-- Work required --
Present every line of the entries below as a Markdown table with the columns "Row" and "Line," numbering the rows in order and omitting blank lines.

╭──

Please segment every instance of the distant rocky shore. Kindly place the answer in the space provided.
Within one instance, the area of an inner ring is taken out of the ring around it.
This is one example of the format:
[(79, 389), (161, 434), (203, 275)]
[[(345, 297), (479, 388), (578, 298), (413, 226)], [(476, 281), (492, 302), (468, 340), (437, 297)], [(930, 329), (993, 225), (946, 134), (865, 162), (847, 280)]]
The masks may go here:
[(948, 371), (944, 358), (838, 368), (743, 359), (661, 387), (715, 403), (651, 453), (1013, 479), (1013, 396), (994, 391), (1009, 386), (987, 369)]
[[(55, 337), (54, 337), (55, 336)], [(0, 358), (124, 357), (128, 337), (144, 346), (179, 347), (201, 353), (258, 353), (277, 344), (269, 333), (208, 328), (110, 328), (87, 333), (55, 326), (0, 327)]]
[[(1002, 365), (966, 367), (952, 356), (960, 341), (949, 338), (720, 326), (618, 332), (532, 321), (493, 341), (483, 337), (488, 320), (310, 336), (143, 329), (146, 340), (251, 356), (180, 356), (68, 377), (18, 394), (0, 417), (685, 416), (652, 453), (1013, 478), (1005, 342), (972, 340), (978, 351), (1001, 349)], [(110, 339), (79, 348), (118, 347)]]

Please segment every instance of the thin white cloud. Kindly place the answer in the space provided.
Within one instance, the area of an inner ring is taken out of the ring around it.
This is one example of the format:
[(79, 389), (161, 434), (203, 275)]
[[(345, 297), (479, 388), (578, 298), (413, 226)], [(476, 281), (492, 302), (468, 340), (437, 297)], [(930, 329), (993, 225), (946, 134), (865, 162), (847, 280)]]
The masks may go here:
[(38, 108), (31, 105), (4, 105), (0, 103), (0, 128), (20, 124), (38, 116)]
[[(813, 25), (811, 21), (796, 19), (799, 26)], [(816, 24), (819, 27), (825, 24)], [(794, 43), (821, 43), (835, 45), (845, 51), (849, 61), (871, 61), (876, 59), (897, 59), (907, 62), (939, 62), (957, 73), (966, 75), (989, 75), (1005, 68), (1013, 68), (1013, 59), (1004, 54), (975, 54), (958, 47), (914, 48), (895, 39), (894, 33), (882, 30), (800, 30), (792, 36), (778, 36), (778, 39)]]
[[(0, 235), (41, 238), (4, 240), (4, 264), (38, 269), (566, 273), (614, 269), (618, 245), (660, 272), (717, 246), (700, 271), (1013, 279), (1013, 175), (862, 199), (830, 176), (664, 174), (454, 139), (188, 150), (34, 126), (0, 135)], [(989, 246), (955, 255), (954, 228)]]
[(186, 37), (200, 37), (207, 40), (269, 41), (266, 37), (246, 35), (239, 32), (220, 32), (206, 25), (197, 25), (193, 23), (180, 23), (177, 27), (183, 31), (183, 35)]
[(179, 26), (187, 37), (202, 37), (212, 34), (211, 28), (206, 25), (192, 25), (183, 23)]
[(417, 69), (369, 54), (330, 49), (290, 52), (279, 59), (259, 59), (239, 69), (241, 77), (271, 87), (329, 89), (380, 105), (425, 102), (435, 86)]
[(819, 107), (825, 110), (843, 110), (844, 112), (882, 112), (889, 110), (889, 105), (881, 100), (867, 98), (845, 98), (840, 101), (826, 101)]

╰──

-- Solution to this task --
| Row | Line |
|---|---|
| 1 | Please segment every instance of the distant rocky shore. Kindly place the answer in the space provided. |
| 2 | Within one instance, the area of an inner ring is taken out of the ring around it. |
| 3 | This is one example of the format: |
| 4 | [(79, 389), (161, 434), (203, 275)] |
| 5 | [[(345, 297), (479, 388), (578, 298), (413, 226)], [(476, 281), (492, 302), (468, 340), (437, 297)], [(930, 329), (993, 225), (946, 134), (865, 162), (847, 280)]] |
| 6 | The masks may go here: |
| 7 | [(948, 371), (944, 358), (838, 368), (743, 359), (661, 387), (715, 403), (651, 453), (1013, 479), (1013, 396), (994, 391), (1009, 386), (987, 369)] |
| 8 | [[(55, 337), (54, 337), (55, 336)], [(0, 358), (124, 357), (128, 337), (144, 346), (179, 347), (201, 353), (258, 353), (277, 344), (269, 333), (208, 328), (110, 328), (87, 333), (55, 326), (0, 327)]] |
| 9 | [[(1002, 365), (966, 367), (952, 356), (960, 341), (949, 338), (720, 326), (618, 332), (532, 321), (493, 341), (483, 337), (488, 320), (310, 336), (143, 329), (146, 340), (251, 356), (180, 356), (68, 377), (18, 394), (0, 417), (685, 416), (652, 453), (1013, 478), (1005, 342), (972, 340), (978, 351), (1001, 349)], [(110, 339), (79, 348), (118, 347)]] |
| 10 | Please segment every instance of the thin white cloud. Kindly place the answer in the space provided. |
| 11 | Within one instance, the area of an inner ring is taken out of the ring around it. |
| 12 | This is one example of the format: |
| 13 | [(79, 389), (161, 434), (203, 275)] |
| 14 | [[(345, 297), (479, 388), (578, 298), (413, 226)], [(476, 281), (492, 302), (468, 340), (437, 297)], [(930, 329), (993, 225), (946, 134), (865, 162), (847, 280)]] |
| 15 | The masks may go here: |
| 16 | [(38, 108), (31, 105), (4, 105), (0, 103), (0, 128), (20, 124), (38, 116)] |
| 17 | [[(813, 25), (811, 21), (796, 19), (799, 26)], [(816, 24), (819, 27), (825, 24)], [(794, 43), (821, 43), (835, 45), (845, 51), (849, 61), (871, 61), (876, 59), (897, 59), (907, 62), (939, 62), (957, 73), (966, 75), (989, 75), (1005, 68), (1013, 68), (1013, 59), (1004, 54), (975, 54), (958, 47), (914, 48), (895, 39), (894, 33), (882, 30), (800, 30), (792, 36), (778, 36), (778, 39)]] |
| 18 | [[(0, 235), (41, 238), (4, 240), (4, 264), (38, 269), (566, 273), (614, 269), (618, 245), (660, 272), (717, 246), (700, 271), (1013, 279), (1013, 175), (862, 199), (830, 176), (664, 174), (454, 139), (188, 150), (34, 126), (0, 135)], [(989, 246), (955, 255), (954, 228)]] |
| 19 | [(186, 37), (200, 37), (207, 40), (269, 41), (266, 37), (246, 35), (239, 32), (220, 32), (206, 25), (197, 25), (193, 23), (180, 23), (177, 27), (183, 31), (183, 35)] |
| 20 | [(179, 26), (187, 37), (202, 37), (212, 34), (211, 28), (206, 25), (192, 25), (183, 23)] |
| 21 | [(417, 69), (369, 54), (330, 49), (290, 52), (279, 59), (259, 59), (239, 69), (241, 77), (271, 87), (329, 89), (380, 105), (425, 102), (435, 86)] |
| 22 | [(819, 107), (825, 110), (843, 110), (844, 112), (882, 112), (889, 110), (889, 105), (881, 100), (867, 98), (845, 98), (840, 101), (826, 101)] |